As said before, Korvald is a barbarian of the frozen north so has to take a Barbarian career.
What now? Well, how about our young blade decides he wants to get out of the icy wastes and goes to his father, demanding a share of his inheritance. (Ungrateful little turd!)
Using this one fifth of his father's gold and property he raises a small mercenary company and heads south to the civilised lands.
So we'll give him a second point in Mercenary. Actually, how about we give him two to represent several years as a captain of sell swords.
Still with two points to go I throw a point down on thief.
After several years as a wandering warrior Korvald settles down in the city of Tyr-Sog with his fortune. But he quickly finds he simply can't cut it as a man about town and has blown most of his dough.
So he takes to house breaking and this eventually leads him on the road as a travelling thief, willing and ready to break into ancient crypts and temples.
We've got one more point to spare so I decide to spend it on Noble, bringing us to four career points.
Noble? Well, during his travels Korvald, now a relatively experienced adventurer, breaks into an temple dedicated to a dark god and bloody rites in the city of Koth.
After nicking off with the golden chastity belt of the head priest and some nice silver candlesticks he discovers the princess Lela chained to the main altar, ready for sacrifice in some dark ceremony.

+ + + + +

> [ABOUT THIS TASK]: According to the character walkthrough, why does Korvald get a point in the thief career? Answer in one to three sentences.

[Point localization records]
+ + + + +

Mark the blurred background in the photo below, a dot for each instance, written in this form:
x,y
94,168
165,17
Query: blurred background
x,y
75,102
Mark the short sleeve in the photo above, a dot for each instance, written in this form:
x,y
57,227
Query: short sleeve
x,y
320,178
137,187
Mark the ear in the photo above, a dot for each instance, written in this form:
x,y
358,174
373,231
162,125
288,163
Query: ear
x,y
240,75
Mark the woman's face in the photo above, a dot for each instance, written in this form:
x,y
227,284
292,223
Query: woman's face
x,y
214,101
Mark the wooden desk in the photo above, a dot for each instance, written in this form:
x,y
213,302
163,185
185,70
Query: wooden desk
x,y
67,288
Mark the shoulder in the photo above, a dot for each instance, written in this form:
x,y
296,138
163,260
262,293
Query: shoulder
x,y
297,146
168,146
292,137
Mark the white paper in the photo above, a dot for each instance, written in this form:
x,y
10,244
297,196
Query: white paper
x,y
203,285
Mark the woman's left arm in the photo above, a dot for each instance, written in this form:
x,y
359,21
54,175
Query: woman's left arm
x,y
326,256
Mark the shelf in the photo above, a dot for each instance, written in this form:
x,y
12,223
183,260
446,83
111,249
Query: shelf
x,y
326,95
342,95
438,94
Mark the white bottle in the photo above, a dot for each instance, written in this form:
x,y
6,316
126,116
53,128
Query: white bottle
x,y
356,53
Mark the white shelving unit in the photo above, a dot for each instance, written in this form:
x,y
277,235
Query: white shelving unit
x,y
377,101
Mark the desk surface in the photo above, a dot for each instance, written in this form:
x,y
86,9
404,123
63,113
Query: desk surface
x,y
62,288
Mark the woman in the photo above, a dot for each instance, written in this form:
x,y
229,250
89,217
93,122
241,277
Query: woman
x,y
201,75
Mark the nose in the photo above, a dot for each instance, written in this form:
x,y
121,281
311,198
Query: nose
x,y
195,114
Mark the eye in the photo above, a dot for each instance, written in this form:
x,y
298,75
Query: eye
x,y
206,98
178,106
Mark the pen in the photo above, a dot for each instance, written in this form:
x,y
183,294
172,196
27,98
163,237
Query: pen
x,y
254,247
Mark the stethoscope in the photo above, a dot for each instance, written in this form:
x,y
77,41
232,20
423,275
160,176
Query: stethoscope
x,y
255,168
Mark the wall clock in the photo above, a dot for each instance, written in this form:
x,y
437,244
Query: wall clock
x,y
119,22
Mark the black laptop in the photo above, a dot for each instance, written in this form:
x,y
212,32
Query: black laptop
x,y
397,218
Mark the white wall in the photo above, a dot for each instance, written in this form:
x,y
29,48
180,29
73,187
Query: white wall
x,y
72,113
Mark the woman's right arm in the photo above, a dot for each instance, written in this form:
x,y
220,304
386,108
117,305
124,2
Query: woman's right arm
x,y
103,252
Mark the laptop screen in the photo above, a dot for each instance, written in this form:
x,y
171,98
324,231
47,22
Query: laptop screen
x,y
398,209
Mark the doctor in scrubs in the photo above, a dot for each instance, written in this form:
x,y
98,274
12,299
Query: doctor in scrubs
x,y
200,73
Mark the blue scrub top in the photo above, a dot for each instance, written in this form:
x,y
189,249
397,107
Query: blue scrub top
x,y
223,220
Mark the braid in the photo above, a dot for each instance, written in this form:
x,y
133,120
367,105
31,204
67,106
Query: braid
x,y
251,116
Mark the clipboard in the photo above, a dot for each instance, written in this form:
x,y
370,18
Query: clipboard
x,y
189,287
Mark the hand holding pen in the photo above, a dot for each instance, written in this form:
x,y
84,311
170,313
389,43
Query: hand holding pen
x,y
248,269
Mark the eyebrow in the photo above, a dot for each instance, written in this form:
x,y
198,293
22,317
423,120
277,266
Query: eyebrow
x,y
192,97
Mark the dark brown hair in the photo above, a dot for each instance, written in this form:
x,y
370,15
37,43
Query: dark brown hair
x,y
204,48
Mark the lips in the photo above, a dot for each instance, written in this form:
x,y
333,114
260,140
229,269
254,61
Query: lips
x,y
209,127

+ + + + +

> [REPLY]: After years as a wandering warrior, Korvald settles in the city of Tyr-Sog with his fortune but can't cut it as a man about town and blows most of his money. He turns to house breaking, which eventually puts him on the road as a traveling thief who is ready to break into ancient crypts and temples.